## Challenge 1
Transcribe every line of the records from the collection without any changes, and omit the pictures from your answer.

## Text excerpt
####

It is conceded that the peculiarities of a culture-status are due chiefly to the necessities encountered during its development. In this sense the Pueblo phase of life was, like the Egyptian, the product of a desert environment. Given that a tribe or stock of people is weak, they will be encroached upon by neighboring stronger tribes, and driven to new surroundings if not subdued. Such we may believe was the influence which led the ancestors of the Pueblo tribes to adopt an almost waterless area for their habitat.

It is apparent at least that they entered the country wherein their remains occur while comparatively a rude people, and worked out there almost wholly their incipient civilization. Of this there is important linguistic evidence.

A Navajo hogan, or hut, is a beehive-shaped or conical structure (see Fig. 490) of sticks and turf or earth, sometimes even of stones chinked with mud. Yet its modern Zuñi name is _hám´ pon ne_, from _ha we_, dried brush, sprigs or leaves; and _pó an ne_, covering, shelter or roof (_po a_ to place over and _ne_ the nominal suffix); which, interpreted, signifies a "brush or leaf shelter." This leads to the inference that the temporary shelter with which the Zuñis were acquainted when they formulated the name here given, presumably in their earliest condition, was in shape like the Navajo hogan, but in _material_, of brush or like perishable substance.

The archaic name for a building or walled inclosure is _hé sho ta_, a contraction of the now obsolete term, _hé sho ta pon ne_, from _hé sho_, gum, or resin-like; _shó tai e_, leaned or placed together convergingly; and _tá po an ne_, a roof of wood or a roof supported by wood.

####

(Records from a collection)
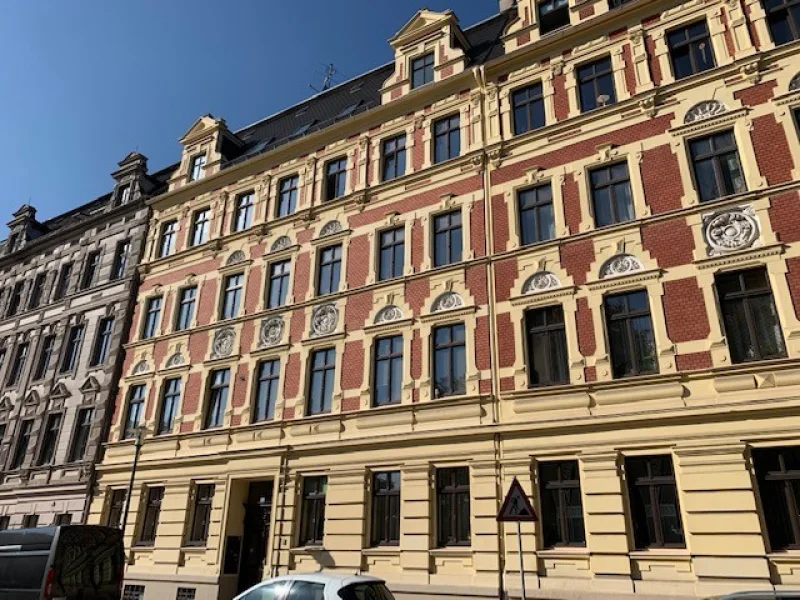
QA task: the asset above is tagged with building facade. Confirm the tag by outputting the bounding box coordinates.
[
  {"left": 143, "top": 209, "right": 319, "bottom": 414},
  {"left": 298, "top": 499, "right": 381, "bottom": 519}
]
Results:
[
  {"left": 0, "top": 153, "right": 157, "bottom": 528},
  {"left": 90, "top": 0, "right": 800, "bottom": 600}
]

####

## Challenge 2
Restate word for word the passage on Pueblo and Zuñi origins, starting at "A Navajo hogan, or" and ending at "like perishable substance.".

## Written response 1
QA task: the asset above is tagged with building facade. Confirm the tag by outputting the bounding box coordinates.
[
  {"left": 143, "top": 209, "right": 319, "bottom": 414},
  {"left": 298, "top": 499, "right": 381, "bottom": 519}
]
Results:
[
  {"left": 0, "top": 153, "right": 157, "bottom": 528},
  {"left": 90, "top": 0, "right": 800, "bottom": 600}
]

## Written response 2
A Navajo hogan, or hut, is a beehive-shaped or conical structure (see Fig. 490) of sticks and turf or earth, sometimes even of stones chinked with mud. Yet its modern Zuñi name is _hám´ pon ne_, from _ha we_, dried brush, sprigs or leaves; and _pó an ne_, covering, shelter or roof (_po a_ to place over and _ne_ the nominal suffix); which, interpreted, signifies a "brush or leaf shelter." This leads to the inference that the temporary shelter with which the Zuñis were acquainted when they formulated the name here given, presumably in their earliest condition, was in shape like the Navajo hogan, but in _material_, of brush or like perishable substance.